### TASK MATERIAL
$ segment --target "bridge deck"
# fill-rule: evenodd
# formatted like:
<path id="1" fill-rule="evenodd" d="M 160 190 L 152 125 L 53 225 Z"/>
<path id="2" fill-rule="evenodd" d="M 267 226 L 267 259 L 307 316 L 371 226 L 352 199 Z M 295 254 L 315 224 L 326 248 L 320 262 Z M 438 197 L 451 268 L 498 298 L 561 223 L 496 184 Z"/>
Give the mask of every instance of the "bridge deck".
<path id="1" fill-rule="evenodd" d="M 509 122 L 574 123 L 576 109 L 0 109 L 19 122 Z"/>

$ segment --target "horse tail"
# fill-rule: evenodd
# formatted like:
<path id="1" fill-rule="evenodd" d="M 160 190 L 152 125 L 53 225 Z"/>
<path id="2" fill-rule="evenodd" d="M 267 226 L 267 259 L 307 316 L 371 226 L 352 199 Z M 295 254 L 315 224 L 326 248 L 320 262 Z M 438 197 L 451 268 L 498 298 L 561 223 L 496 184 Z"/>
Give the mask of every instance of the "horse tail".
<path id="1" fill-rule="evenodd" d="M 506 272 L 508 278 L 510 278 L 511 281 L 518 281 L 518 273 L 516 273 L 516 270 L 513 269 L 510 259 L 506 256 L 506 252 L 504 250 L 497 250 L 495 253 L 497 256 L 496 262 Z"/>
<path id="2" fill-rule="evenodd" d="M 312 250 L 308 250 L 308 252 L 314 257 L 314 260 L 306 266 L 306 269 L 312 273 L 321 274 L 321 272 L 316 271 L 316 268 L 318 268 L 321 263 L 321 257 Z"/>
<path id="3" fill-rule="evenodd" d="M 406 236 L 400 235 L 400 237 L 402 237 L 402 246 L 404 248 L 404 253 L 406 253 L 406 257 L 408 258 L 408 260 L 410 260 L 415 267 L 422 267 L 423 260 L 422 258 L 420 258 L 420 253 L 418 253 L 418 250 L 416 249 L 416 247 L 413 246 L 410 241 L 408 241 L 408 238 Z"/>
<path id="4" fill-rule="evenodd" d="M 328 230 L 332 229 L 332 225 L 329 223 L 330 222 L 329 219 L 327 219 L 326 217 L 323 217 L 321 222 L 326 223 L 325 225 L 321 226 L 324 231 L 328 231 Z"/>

==

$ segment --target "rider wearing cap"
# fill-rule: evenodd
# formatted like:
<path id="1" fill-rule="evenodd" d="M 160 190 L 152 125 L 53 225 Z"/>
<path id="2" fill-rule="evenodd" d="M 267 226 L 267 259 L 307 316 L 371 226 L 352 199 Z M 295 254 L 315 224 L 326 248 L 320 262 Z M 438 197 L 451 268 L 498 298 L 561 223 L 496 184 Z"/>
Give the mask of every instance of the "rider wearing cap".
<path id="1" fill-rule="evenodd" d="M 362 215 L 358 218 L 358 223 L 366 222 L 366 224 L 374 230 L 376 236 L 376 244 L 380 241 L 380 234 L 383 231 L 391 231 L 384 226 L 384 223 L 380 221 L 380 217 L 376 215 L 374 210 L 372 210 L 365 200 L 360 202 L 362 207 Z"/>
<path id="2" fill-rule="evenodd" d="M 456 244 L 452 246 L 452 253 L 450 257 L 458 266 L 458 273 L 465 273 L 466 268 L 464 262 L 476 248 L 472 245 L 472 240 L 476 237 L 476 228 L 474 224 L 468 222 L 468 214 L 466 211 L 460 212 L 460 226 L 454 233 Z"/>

### WHAT IS REQUIRED
Count the lines in the material above that contain the string "segment", and reply with the number alone.

### CORRECT ANSWER
3